Records from an annotation dataset

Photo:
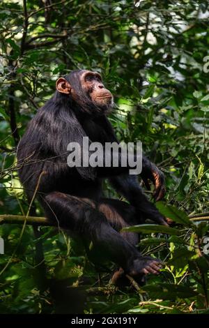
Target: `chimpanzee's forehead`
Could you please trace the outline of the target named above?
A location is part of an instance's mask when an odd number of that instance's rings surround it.
[[[81,71],[81,77],[84,77],[84,76],[86,75],[98,75],[98,76],[100,76],[101,77],[101,75],[98,73],[98,72],[96,72],[96,71],[93,71],[93,70],[82,70]]]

GIVEN INSTRUCTION:
Print the data above verbatim, leaving out the picture.

EXPECTED ANSWER:
Photo:
Target: `chimpanzee's forehead`
Could you please trace the outline of the target named above?
A location is part of an instance's mask when an odd number of that instance's rings surround it.
[[[81,71],[81,77],[84,77],[84,76],[86,75],[98,75],[98,76],[100,76],[101,77],[101,75],[98,73],[98,72],[96,72],[96,71],[93,71],[93,70],[82,70]]]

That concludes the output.